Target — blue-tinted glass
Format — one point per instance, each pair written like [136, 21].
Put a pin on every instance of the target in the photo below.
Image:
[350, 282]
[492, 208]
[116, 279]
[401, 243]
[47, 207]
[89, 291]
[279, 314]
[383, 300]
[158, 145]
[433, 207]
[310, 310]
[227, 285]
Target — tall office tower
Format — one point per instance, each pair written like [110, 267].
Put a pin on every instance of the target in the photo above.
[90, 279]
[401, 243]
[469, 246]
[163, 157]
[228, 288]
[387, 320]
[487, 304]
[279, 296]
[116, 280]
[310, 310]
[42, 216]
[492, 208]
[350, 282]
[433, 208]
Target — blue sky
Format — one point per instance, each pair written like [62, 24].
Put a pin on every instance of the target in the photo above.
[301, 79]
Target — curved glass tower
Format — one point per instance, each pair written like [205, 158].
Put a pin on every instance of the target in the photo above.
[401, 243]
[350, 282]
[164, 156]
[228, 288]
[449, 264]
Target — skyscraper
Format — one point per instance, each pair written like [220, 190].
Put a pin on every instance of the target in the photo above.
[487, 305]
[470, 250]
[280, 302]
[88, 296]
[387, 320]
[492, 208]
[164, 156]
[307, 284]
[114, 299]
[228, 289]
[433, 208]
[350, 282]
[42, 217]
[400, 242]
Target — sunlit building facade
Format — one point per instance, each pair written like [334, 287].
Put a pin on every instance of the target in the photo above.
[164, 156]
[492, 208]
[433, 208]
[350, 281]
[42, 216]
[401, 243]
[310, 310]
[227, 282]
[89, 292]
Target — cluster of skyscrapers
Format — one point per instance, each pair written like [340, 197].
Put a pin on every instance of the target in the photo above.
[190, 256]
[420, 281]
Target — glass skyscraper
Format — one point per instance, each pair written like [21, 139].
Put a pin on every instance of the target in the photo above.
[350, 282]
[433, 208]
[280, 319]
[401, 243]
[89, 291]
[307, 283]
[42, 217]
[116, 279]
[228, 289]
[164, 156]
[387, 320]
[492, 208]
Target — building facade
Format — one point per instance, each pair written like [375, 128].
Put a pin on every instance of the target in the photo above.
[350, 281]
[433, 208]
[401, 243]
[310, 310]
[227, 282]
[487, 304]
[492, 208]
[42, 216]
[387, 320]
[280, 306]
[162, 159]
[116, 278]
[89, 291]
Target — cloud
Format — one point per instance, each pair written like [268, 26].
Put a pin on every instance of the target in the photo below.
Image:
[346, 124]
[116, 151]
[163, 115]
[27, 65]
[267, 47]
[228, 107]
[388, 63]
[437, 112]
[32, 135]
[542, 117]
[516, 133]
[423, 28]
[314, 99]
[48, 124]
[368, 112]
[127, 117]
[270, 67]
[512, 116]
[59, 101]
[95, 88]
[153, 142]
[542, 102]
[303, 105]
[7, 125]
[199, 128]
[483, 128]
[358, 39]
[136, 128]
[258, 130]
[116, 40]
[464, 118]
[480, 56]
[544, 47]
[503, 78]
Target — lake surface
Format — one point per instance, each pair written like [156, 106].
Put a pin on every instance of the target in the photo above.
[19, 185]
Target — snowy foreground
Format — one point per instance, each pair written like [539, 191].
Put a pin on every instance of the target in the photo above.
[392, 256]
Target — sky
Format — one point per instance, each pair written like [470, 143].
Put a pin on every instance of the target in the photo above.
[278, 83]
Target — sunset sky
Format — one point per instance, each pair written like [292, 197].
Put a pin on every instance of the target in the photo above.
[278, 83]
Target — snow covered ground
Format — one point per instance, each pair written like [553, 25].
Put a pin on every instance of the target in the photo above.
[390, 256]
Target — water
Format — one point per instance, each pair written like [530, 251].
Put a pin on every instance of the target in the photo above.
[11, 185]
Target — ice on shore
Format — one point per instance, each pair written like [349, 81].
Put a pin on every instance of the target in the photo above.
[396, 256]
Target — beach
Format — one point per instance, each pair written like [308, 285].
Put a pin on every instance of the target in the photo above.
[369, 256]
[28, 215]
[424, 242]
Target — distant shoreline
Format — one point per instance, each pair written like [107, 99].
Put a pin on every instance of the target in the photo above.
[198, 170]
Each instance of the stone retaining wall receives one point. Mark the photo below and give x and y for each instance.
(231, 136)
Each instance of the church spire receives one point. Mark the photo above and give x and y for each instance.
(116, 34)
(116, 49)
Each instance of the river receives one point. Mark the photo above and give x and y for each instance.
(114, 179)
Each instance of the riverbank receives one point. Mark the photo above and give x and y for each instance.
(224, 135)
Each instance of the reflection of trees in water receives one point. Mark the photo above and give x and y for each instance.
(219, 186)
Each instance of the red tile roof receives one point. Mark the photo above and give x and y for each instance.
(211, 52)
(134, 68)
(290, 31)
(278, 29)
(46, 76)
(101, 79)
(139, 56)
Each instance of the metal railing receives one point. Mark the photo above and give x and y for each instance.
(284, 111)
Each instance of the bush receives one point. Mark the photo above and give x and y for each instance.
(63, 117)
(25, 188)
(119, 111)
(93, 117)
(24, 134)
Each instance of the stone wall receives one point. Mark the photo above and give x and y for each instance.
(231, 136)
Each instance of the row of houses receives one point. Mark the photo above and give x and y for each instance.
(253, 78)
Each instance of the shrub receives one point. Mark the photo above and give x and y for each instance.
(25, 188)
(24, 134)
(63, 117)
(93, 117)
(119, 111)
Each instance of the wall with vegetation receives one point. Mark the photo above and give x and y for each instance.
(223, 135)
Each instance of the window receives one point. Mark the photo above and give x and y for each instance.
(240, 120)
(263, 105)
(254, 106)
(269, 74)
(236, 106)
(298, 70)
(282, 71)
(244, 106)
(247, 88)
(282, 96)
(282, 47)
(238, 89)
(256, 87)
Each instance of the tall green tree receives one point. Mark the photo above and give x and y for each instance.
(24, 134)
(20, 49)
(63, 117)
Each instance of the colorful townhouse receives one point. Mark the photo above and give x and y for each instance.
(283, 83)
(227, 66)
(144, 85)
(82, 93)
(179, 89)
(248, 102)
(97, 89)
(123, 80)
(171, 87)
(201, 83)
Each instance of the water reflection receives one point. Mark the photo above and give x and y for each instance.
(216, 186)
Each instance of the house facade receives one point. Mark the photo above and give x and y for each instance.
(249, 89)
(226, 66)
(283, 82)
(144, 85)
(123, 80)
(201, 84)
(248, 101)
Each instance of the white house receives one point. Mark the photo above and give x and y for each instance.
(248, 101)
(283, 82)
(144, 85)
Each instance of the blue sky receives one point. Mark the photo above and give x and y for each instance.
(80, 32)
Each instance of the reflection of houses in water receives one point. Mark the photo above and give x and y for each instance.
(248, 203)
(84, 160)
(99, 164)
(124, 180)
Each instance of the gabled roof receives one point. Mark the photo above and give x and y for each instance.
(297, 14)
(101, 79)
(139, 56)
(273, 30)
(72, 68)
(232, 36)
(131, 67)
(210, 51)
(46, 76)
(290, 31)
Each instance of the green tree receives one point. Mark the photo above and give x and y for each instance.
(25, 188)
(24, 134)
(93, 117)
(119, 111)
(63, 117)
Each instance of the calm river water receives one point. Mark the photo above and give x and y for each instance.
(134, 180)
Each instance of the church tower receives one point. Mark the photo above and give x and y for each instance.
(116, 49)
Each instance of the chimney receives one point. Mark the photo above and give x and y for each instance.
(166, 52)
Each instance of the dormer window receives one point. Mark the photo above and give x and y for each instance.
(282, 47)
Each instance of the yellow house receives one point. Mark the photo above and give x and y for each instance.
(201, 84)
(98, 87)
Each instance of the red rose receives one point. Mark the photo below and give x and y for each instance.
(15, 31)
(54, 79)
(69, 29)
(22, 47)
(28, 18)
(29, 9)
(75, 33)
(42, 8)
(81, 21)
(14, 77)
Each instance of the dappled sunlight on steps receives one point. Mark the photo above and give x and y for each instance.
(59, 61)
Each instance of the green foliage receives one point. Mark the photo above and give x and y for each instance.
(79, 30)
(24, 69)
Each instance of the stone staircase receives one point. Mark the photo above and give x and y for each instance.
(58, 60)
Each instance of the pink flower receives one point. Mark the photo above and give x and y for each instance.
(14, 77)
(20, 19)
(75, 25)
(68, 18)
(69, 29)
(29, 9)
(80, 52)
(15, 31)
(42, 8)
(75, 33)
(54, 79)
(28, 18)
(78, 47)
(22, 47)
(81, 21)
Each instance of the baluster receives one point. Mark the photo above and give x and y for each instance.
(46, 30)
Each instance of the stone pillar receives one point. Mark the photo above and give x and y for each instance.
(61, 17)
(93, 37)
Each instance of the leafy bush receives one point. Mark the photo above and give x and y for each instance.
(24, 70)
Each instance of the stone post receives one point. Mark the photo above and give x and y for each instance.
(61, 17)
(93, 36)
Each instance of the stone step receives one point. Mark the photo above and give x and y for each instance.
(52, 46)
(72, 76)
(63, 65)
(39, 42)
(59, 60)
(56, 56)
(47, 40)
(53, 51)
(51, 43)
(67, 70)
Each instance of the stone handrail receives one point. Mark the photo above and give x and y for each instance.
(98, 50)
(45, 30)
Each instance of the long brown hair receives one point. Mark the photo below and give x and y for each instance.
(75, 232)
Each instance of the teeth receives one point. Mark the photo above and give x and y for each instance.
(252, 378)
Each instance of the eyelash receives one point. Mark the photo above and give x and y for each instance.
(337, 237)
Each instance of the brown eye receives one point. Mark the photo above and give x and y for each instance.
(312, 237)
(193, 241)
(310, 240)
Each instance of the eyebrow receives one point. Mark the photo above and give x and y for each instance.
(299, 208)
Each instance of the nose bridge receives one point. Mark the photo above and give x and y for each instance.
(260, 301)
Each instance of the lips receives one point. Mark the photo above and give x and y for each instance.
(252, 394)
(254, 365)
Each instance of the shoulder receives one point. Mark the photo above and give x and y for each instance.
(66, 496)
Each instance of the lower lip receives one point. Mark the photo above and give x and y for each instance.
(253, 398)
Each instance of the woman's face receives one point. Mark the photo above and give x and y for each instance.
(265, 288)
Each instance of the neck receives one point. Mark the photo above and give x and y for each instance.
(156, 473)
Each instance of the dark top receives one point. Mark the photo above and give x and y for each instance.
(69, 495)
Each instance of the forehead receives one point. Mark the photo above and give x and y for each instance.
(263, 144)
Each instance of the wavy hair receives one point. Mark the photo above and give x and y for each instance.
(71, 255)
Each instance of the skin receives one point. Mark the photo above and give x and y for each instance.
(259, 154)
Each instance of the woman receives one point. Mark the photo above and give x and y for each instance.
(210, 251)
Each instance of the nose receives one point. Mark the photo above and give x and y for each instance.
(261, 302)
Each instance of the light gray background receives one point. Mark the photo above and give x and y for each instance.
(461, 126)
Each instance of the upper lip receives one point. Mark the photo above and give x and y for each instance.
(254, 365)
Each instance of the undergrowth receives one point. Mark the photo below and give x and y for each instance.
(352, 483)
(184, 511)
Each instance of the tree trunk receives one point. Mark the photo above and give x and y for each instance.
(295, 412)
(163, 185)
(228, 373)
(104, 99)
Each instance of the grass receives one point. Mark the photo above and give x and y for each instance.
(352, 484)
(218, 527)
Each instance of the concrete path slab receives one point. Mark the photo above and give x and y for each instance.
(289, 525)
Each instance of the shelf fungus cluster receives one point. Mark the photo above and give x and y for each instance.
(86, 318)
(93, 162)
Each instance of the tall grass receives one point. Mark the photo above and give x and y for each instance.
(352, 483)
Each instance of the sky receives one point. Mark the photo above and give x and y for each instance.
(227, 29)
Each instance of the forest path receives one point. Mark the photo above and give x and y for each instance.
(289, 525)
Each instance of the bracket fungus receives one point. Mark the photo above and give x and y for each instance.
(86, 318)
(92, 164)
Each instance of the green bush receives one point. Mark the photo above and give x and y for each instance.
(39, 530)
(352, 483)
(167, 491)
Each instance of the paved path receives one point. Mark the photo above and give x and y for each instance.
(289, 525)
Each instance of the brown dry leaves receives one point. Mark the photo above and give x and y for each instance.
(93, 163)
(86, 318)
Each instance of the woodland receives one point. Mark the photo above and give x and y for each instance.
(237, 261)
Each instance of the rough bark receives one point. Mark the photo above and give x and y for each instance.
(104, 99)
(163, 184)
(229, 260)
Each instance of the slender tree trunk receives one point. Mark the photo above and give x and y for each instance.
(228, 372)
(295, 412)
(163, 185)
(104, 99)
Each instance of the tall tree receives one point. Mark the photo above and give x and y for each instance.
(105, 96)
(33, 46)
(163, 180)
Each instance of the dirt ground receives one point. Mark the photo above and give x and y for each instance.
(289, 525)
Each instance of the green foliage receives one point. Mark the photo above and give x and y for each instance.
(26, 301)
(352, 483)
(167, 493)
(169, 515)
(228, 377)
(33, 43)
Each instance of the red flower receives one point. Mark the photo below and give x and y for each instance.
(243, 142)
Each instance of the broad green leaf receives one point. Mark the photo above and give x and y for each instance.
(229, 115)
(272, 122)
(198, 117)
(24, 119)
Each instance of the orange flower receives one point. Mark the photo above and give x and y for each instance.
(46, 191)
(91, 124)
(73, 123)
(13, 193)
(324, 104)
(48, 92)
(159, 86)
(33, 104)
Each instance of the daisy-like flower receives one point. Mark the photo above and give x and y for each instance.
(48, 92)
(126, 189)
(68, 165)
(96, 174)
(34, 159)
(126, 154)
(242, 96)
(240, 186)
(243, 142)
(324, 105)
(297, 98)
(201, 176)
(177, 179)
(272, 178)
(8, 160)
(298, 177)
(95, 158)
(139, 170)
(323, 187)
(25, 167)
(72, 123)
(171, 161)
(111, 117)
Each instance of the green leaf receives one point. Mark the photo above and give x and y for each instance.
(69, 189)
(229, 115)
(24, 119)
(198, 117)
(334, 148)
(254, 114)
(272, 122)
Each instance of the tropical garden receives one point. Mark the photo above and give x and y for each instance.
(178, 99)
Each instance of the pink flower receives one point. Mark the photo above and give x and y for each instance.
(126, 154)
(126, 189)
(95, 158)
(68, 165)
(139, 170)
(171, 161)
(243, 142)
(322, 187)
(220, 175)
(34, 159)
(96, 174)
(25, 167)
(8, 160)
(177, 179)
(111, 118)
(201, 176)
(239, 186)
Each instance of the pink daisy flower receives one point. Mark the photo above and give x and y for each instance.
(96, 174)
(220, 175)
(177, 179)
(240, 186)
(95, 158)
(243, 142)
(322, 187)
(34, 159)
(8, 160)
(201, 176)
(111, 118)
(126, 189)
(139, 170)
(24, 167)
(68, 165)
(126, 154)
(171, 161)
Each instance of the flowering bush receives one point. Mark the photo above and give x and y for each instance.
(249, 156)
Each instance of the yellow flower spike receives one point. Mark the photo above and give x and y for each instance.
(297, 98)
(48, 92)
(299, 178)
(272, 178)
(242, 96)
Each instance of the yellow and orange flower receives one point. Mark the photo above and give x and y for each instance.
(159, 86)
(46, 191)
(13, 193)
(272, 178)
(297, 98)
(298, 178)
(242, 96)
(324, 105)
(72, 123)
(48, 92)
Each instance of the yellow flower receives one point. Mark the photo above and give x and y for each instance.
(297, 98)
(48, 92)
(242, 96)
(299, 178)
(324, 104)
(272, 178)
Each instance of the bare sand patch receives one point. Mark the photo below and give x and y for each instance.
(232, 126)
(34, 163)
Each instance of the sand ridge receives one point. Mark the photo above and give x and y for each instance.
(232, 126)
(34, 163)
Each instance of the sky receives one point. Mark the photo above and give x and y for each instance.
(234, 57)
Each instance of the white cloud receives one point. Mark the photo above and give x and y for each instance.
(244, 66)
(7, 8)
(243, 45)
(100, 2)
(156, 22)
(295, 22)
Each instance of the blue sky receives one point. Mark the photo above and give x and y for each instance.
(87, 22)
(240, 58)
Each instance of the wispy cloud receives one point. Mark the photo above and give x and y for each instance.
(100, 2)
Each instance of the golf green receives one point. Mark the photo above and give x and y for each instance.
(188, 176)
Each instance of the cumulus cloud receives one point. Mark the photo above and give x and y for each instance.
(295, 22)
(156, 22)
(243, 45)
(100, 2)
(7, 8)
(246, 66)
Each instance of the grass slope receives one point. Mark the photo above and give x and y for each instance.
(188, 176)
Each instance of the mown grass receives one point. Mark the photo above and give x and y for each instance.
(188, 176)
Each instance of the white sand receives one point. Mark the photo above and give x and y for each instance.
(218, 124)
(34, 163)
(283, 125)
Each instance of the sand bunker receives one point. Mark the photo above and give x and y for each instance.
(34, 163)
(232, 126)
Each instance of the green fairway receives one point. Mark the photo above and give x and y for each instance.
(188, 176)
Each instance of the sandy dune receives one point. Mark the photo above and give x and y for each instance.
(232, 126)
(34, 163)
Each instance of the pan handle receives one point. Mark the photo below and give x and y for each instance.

WORK REQUIRED —
Take the line that contains "Each instance of the grass slope" and every line after it through the end of the listing above, and repeat them exactly.

RESULT FOR THIS EXERCISE —
Each instance of the grass slope receives one point. Mark the photo above and give x and y for each instance.
(188, 176)
Each instance of the mown grass receives one point. Mark the photo above and give x and y for each instance.
(188, 176)
Each instance of the white sand receives one point. Mark the photo above and give x and y for each instance.
(218, 124)
(34, 163)
(283, 125)
Each instance of the sand bunker receives one point. Mark the photo above and give x and y for each instance.
(34, 163)
(232, 126)
Each instance of the green fairway receives one point. Mark the photo above and give x and y for each instance.
(188, 176)
Each instance of the sandy dune receives one point. Mark the photo above and give x and y for each instance.
(232, 126)
(34, 163)
Each instance of the pan handle receives one point. Mark the photo below and give x and y for each instance.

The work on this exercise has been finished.